▸ **TRECHO APRESENTADO**:
== == ==

Art. 19. O poder público incentivará a celebração das personalidades e das datas comemorativas relacionadas à trajetória do samba e de outras manifestações culturais matriz africana, bem como sua comemoração nas instituições de ensino públicas e privadas.

Art. 20. O poder público garantirá o registro e a proteção da capoeira, em todas as suas modalidades, como bem de natureza imaterial e de formação da identidade cultural brasileira, nos termos do art. 216 da Constituição Federal.
Parágrafo único. O poder público buscará garantir, por meio dos atos normativos necessários, a preservação dos elementos formadores tradicionais da capoeira nas suas relações internacionais.

Seção IV
Do Esporte e Lazer
Art. 21. O poder público fomentará o pleno acesso da população negra às práticas desportivas, consolidando o esporte e o lazer como direitos sociais.

== == ==

▸ **REGISTROS**:
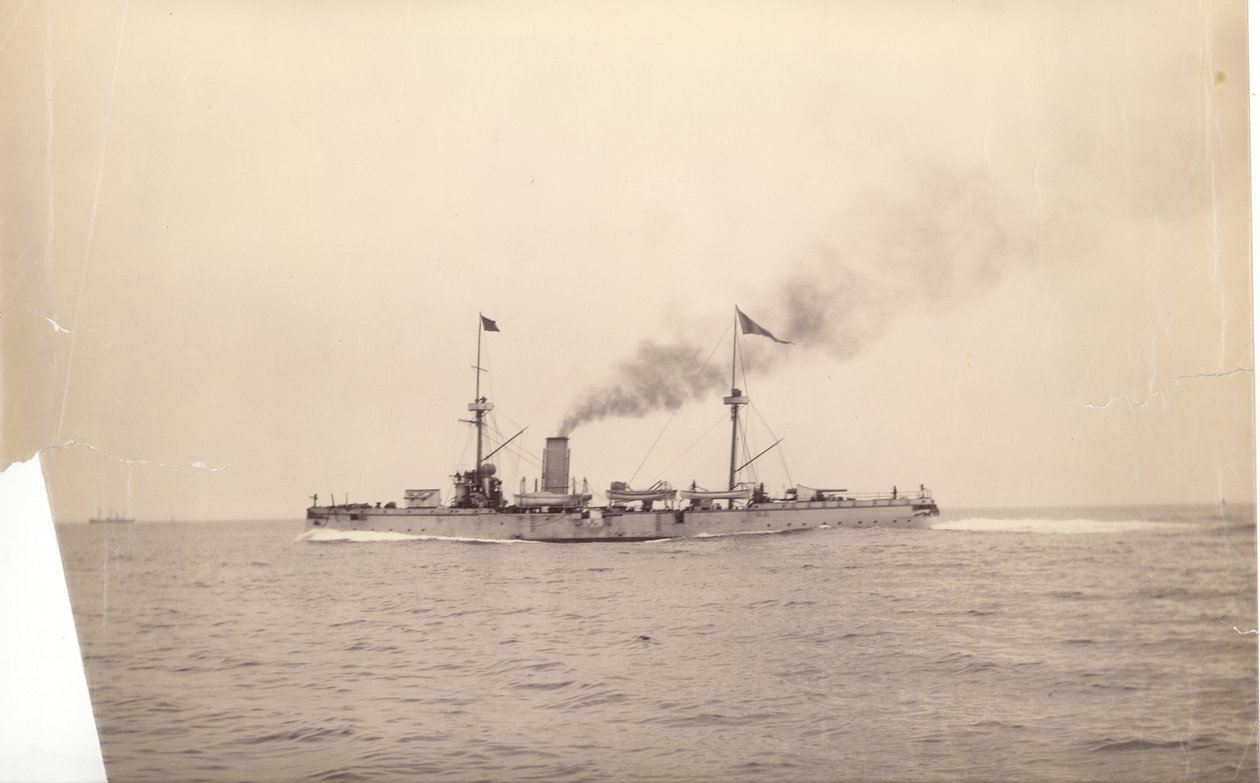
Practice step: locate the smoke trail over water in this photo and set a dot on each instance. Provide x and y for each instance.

== == ==

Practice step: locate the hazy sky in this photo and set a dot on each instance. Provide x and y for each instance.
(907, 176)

== == ==

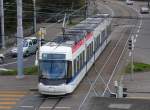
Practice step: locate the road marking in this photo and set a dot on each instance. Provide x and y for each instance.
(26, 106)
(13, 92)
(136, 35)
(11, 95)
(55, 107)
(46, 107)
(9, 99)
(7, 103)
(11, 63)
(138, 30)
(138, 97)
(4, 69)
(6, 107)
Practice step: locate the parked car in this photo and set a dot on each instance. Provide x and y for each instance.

== == ==

▸ **TAREFA A**: Segundo o trecho apresentado, em que artigo da Constituição Federal se fundamenta a garantia de registro e proteção da capoeira?
▸ **TAREFA B**: Devolva, sem qualquer alteração, a parte do trecho apresentado que se inicia nas palavras "Art. 20. O poder" e termina após as palavras "da Constituição Federal.".
A listagem não tem qualquer relevância para esta atividade.

▸ **RESPOSTA DO EXERCÍCIO A**: No art. 216 da Constituição Federal.

▸ **RESPOSTA DO EXERCÍCIO B**:
Art. 20. O poder público garantirá o registro e a proteção da capoeira, em todas as suas modalidades, como bem de natureza imaterial e de formação da identidade cultural brasileira, nos termos do art. 216 da Constituição Federal.